*** Block opens ***

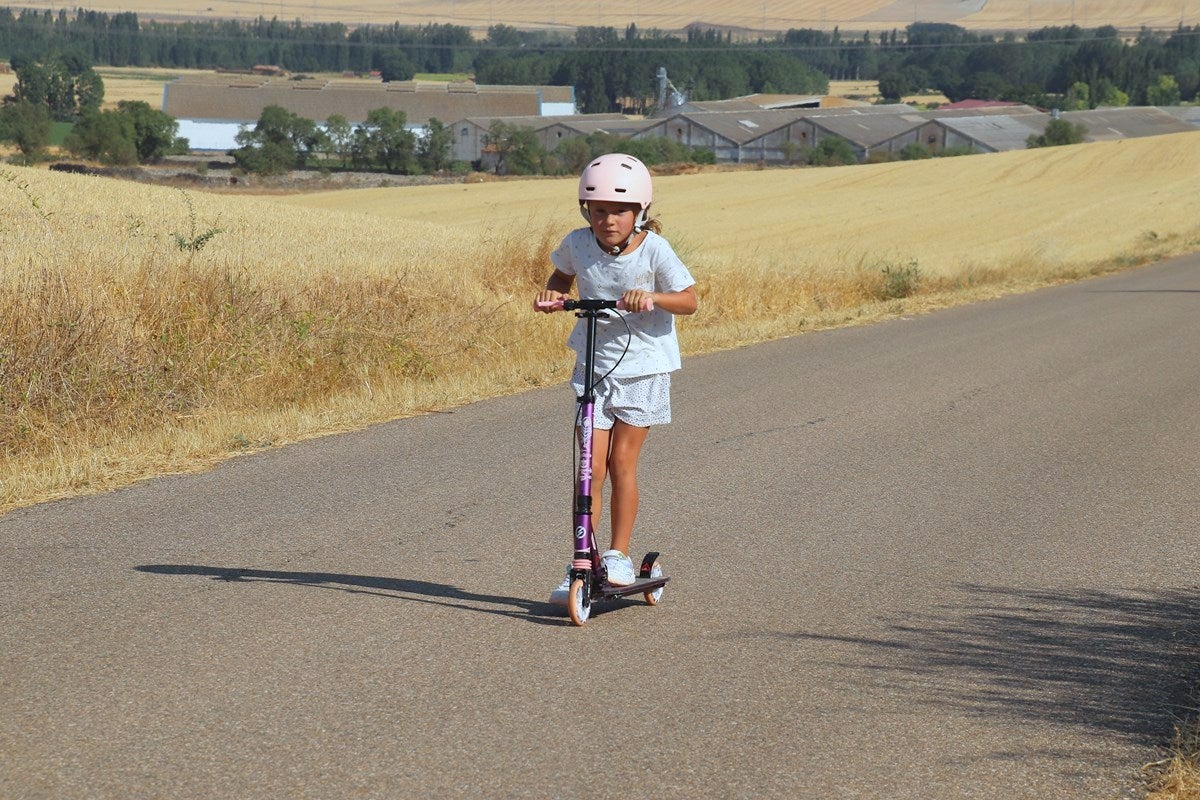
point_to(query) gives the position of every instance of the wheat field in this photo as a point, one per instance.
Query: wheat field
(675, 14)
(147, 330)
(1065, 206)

*** Block closes ***
*** Block opens ***

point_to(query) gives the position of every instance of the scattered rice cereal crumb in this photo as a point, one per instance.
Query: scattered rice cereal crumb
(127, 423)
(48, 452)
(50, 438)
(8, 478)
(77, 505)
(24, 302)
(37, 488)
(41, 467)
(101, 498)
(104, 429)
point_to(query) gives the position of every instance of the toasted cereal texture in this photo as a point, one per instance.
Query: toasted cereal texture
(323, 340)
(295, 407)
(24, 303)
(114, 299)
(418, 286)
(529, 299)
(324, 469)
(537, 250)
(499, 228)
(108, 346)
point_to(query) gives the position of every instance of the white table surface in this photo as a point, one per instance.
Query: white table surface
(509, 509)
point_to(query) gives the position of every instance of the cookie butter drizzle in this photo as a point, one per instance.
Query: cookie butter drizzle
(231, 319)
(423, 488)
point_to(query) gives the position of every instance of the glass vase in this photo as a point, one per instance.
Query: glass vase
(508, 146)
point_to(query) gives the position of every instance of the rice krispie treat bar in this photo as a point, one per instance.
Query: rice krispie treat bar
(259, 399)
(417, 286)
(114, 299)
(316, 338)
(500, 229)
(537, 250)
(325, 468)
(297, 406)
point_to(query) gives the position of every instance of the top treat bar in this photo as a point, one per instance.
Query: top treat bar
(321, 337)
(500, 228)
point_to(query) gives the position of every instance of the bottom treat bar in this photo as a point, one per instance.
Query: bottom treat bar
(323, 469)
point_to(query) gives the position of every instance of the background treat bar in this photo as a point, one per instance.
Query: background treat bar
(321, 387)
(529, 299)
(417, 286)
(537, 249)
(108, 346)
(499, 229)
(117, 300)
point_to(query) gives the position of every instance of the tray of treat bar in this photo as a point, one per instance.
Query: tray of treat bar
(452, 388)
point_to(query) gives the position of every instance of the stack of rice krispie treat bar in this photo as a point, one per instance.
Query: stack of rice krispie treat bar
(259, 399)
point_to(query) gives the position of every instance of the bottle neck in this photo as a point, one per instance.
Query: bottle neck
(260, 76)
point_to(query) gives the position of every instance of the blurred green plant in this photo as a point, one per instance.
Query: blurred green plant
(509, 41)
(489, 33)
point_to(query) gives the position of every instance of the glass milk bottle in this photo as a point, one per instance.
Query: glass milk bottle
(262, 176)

*** Block closes ***
*** Block opens ***

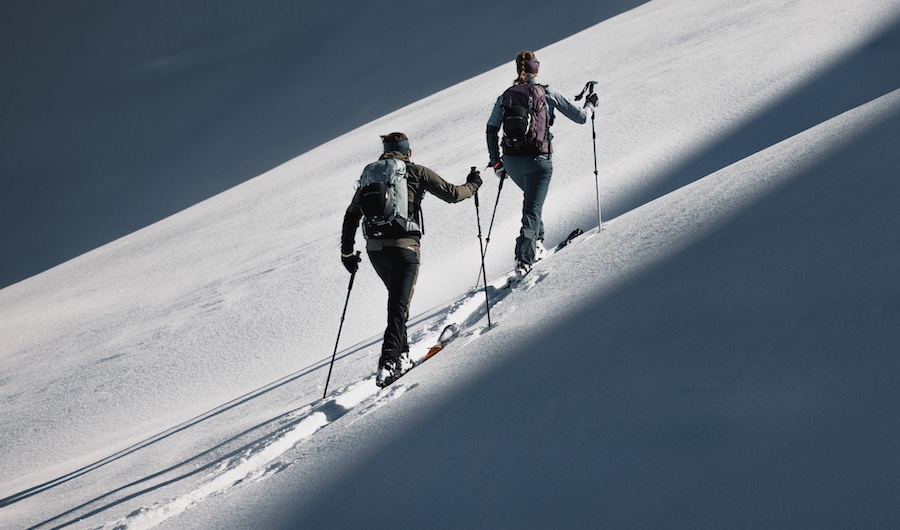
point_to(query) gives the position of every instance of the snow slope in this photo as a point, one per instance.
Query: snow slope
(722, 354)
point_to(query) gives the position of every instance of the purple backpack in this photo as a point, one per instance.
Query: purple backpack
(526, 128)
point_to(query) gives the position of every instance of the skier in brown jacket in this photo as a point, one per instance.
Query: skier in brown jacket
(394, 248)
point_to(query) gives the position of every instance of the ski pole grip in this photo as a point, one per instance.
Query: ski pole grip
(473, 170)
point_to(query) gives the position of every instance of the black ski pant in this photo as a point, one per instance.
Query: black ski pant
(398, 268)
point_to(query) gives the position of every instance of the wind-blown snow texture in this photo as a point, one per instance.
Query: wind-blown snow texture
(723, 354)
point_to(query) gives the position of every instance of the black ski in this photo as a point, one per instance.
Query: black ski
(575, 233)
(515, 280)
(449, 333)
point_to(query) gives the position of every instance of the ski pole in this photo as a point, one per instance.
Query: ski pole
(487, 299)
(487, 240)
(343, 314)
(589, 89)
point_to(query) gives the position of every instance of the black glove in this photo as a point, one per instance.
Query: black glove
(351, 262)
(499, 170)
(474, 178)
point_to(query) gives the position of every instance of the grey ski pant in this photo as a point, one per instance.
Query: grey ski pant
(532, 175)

*** Block closes ***

_What is required:_
Every line above from the line with "the black ski pant" to the line with "the black glove", inclusive, must be returned exactly; no other line belongs in the reply.

_Exercise output:_
point_to(query) gives the position of every instance of the black ski pant in this photo as a point, one per instance.
Query: black ski pant
(398, 268)
point_to(query) gives the position of every instance of the wind-blown snow texture in this photo as a point, one per instance.
Query: wind-blown snow texture
(723, 354)
point_to(query) gives the position of every instance of the black ski in this photo as a point, one per instance.
Query: black ski
(575, 233)
(515, 280)
(449, 333)
point_to(query) gives the position of every instance of the ski pole in this photo as a point, one per instance.
Query: ski pole
(487, 299)
(487, 240)
(343, 314)
(589, 89)
point_to(query) gives the position of every instance of the black glove in this photo as a point, one per instance.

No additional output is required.